[SHORT EXERCISE]
Copy out all the records below line for line, changing nothing.

Records from a data collection:
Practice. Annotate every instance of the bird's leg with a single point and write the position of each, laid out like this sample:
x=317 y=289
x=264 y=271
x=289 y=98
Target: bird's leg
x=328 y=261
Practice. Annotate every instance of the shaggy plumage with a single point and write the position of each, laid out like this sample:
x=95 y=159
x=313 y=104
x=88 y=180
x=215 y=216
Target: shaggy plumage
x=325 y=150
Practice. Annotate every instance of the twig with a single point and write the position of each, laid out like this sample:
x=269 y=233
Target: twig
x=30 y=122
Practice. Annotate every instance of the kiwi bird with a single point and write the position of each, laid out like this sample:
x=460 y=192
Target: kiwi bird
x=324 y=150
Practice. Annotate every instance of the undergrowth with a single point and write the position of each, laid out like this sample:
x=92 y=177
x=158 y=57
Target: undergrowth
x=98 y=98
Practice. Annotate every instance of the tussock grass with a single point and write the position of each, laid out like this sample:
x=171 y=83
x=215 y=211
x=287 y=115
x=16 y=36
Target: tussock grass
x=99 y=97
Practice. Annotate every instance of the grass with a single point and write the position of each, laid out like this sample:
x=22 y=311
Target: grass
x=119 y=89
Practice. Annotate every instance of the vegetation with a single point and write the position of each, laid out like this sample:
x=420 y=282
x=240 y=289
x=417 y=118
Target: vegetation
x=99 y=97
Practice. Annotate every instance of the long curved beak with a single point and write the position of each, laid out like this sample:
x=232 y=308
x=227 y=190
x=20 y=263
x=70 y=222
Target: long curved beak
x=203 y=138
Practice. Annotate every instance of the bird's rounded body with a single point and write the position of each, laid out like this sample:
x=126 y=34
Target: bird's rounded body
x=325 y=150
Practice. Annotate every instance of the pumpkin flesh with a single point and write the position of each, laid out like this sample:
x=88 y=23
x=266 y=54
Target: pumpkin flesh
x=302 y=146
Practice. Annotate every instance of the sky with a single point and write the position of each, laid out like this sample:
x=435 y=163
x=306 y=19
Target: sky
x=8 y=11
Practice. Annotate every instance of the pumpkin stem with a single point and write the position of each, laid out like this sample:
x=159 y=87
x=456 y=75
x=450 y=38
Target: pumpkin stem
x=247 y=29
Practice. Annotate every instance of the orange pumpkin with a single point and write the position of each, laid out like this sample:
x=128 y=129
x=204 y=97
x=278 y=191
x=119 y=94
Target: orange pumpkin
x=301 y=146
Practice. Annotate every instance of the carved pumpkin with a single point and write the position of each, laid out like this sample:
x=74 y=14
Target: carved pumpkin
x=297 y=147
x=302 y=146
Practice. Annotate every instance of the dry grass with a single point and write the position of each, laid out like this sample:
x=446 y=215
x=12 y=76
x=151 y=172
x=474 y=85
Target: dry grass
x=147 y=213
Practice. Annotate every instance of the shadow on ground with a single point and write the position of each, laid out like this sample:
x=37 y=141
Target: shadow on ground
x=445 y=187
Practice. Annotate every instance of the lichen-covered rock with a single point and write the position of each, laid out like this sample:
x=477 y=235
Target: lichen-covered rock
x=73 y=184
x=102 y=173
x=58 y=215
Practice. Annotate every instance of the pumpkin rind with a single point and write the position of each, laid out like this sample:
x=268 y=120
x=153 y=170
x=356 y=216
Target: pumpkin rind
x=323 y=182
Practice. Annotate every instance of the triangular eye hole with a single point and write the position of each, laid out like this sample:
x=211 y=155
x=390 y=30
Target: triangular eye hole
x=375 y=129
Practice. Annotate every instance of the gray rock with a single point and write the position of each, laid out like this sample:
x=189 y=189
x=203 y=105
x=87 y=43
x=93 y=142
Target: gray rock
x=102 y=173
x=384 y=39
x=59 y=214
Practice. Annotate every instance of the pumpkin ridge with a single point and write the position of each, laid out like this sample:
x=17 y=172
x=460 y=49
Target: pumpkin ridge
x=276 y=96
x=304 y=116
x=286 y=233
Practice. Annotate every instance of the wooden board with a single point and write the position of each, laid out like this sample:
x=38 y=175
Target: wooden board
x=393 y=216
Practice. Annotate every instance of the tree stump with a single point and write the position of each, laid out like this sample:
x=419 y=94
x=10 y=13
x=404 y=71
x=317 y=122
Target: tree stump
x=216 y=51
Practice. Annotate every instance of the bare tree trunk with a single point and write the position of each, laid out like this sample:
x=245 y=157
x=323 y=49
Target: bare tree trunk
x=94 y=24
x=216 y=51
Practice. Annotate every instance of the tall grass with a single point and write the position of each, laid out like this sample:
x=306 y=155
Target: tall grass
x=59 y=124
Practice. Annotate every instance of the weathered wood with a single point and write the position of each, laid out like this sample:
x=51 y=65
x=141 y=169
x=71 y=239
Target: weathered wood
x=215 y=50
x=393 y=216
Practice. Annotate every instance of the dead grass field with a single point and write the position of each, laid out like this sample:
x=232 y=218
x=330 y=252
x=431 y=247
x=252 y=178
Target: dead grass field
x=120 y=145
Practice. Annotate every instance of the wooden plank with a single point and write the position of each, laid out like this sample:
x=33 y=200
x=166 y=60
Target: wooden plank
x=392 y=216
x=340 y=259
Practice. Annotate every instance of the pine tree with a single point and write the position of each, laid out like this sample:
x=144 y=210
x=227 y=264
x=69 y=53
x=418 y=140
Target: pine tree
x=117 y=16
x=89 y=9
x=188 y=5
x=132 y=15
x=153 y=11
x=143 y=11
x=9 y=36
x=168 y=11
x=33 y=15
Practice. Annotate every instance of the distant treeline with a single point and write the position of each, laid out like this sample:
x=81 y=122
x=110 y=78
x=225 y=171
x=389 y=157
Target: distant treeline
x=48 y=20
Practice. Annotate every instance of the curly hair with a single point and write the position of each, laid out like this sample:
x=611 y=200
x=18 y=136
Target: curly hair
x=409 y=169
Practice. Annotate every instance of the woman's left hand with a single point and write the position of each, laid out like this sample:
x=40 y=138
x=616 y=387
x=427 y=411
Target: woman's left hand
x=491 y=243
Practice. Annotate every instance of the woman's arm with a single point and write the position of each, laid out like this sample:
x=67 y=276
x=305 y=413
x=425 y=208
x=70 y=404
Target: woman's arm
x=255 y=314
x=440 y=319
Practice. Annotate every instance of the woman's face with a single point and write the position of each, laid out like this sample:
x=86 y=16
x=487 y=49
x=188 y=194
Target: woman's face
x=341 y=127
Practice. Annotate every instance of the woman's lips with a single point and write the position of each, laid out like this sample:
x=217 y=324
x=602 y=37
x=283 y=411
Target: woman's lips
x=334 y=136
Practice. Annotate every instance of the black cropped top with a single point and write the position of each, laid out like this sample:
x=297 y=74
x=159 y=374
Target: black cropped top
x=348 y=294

[RESULT FOR THIS TASK]
Practice. Annotate every instance of the bird's leg with a single point and write the position of each, laid out like this sample:
x=317 y=289
x=264 y=271
x=289 y=98
Target: bird's leg
x=328 y=261
Practice. Annotate every instance of the shaggy plumage with a single point and write the position of each, laid out like this sample:
x=95 y=159
x=313 y=104
x=88 y=180
x=215 y=216
Target: shaggy plumage
x=325 y=150
Practice. Annotate every instance of the twig with a single point and write the position of each, laid out like this sample:
x=269 y=233
Target: twig
x=30 y=122
Practice. Annotate every instance of the kiwi bird with a single point and write the position of each, laid out like this sample:
x=460 y=192
Target: kiwi bird
x=324 y=150
Practice. Annotate every instance of the undergrowth with a single point and write the position of each, laid out like this sample:
x=92 y=177
x=158 y=57
Target: undergrowth
x=98 y=98
Practice. Annotate every instance of the tussock grass with a single point and write the position of each, laid out like this sample:
x=171 y=83
x=215 y=211
x=287 y=115
x=16 y=36
Target: tussock grass
x=99 y=97
Practice. Annotate every instance of the grass with a single point and write the position of each, laid out like this sample:
x=22 y=311
Target: grass
x=119 y=89
Practice. Annotate every instance of the vegetation with a single point and write the position of each, laid out like this sample:
x=420 y=282
x=240 y=289
x=417 y=118
Target: vegetation
x=99 y=97
Practice. Annotate every instance of the long curved beak with a single point and write the position of each, laid out like this sample:
x=232 y=308
x=227 y=190
x=20 y=263
x=70 y=222
Target: long curved beak
x=203 y=138
Practice. Annotate every instance of the bird's rounded body with a single point and write the position of each, laid out like this sample:
x=126 y=34
Target: bird's rounded body
x=325 y=150
Practice. Annotate every instance of the pumpkin flesh with a single point and write the position of each, laid out like this sample:
x=88 y=23
x=266 y=54
Target: pumpkin flesh
x=302 y=146
Practice. Annotate every instance of the sky with a single point and write the position of each, laid out like this sample:
x=435 y=163
x=306 y=19
Target: sky
x=8 y=11
Practice. Annotate every instance of the pumpkin stem with a single point and write the position of each, laid out like this sample:
x=159 y=87
x=456 y=75
x=450 y=38
Target: pumpkin stem
x=247 y=29
Practice. Annotate every instance of the orange pumpkin with a single point and write the position of each, laid out like this sample:
x=128 y=129
x=204 y=97
x=278 y=191
x=119 y=94
Target: orange pumpkin
x=301 y=146
Practice. Annotate every instance of the carved pumpkin with a single point and write the position of each, laid out like this sample:
x=74 y=14
Target: carved pumpkin
x=297 y=147
x=302 y=146
Practice. Annotate every instance of the dry grass with a single point and write the position of each, laid out like this sample:
x=446 y=215
x=12 y=76
x=151 y=172
x=474 y=85
Target: dry grass
x=147 y=213
Practice. Annotate every instance of the shadow on ground with a single point and write the position of each, laid out like this sample:
x=37 y=141
Target: shadow on ground
x=445 y=187
Practice. Annotate every instance of the lichen-covered rock with a single point and write the position of each, laid out like this sample:
x=477 y=235
Target: lichen-covered rock
x=73 y=184
x=102 y=173
x=58 y=215
Practice. Annotate every instance of the pumpkin rind with a single point and write the position of each, laid out like this sample:
x=268 y=120
x=153 y=170
x=356 y=216
Target: pumpkin rind
x=323 y=182
Practice. Annotate every instance of the triangular eye hole with a single point and write the position of each, laid out like this sample:
x=211 y=155
x=390 y=30
Target: triangular eye hole
x=375 y=129
Practice. Annotate every instance of the gray rock with a single point and write the position of each, laid out like this sample:
x=189 y=189
x=203 y=105
x=87 y=43
x=93 y=142
Target: gray rock
x=102 y=173
x=384 y=39
x=59 y=214
Practice. Annotate every instance of the pumpkin ridge with a single point and write the position of each, laid out like this sample:
x=17 y=172
x=460 y=49
Target: pumpkin ridge
x=276 y=96
x=304 y=116
x=286 y=233
Practice. Annotate every instance of the wooden board with a single point and write the position of each, laid out like this sample:
x=38 y=175
Target: wooden board
x=393 y=216
Practice. Annotate every instance of the tree stump with a single point and write the position of each, laid out like this sample:
x=419 y=94
x=10 y=13
x=404 y=71
x=317 y=122
Target: tree stump
x=216 y=51
Practice. Annotate every instance of the bare tree trunk with a single point and write the position of each, laid out like this sample:
x=245 y=157
x=323 y=49
Target: bare tree trunk
x=94 y=24
x=216 y=51
Practice. Annotate every instance of the tall grass with a single point and write the position of each, laid out like this sample:
x=306 y=155
Target: tall grass
x=59 y=124
Practice. Annotate every instance of the weathered wood with a single point and write the position of each, laid out like this sample:
x=51 y=65
x=141 y=169
x=71 y=239
Target: weathered wood
x=215 y=50
x=393 y=216
Practice. Annotate every instance of the dead grass field with a single point and write the position of each, laid out like this sample:
x=232 y=218
x=330 y=252
x=431 y=247
x=252 y=178
Target: dead grass field
x=120 y=145
Practice. Annotate every instance of the wooden plank with a single point and write the position of each, laid out like this sample:
x=33 y=200
x=166 y=60
Target: wooden plank
x=392 y=216
x=340 y=259
Practice. Annotate every instance of the pine tree with a single point and write the position of each, laid out like this sample:
x=144 y=210
x=227 y=264
x=69 y=53
x=418 y=140
Target: pine tree
x=117 y=16
x=89 y=9
x=188 y=5
x=132 y=15
x=153 y=11
x=143 y=11
x=9 y=36
x=168 y=11
x=33 y=15
Practice. Annotate every instance of the distant treeline with a single point and write the position of each, laid out like this sample:
x=81 y=122
x=110 y=78
x=225 y=171
x=389 y=157
Target: distant treeline
x=48 y=20
Practice. Annotate every instance of the curly hair with a single point and write the position of each, laid out like this sample:
x=611 y=200
x=18 y=136
Target: curly hair
x=409 y=169
Practice. Annotate every instance of the woman's left hand with a single point and write the position of each, laid out like this sample:
x=40 y=138
x=616 y=387
x=427 y=411
Target: woman's left hand
x=491 y=243
Practice. Annotate every instance of the woman's arm with a single point and write the position of each, laid out like this sample:
x=67 y=276
x=305 y=413
x=425 y=208
x=70 y=404
Target: woman's arm
x=255 y=314
x=440 y=319
Practice. Annotate every instance of the woman's face with a single point and write the position of each, laid out like this sample:
x=86 y=16
x=487 y=49
x=188 y=194
Target: woman's face
x=341 y=127
Practice. Annotate every instance of the woman's lips with a single point and write the position of each, laid out like this sample:
x=217 y=324
x=602 y=37
x=283 y=411
Target: woman's lips
x=334 y=136
Practice. Annotate every instance of the black cropped top with a single point and write the position of each, laid out like this sample:
x=297 y=74
x=159 y=374
Target: black cropped top
x=348 y=294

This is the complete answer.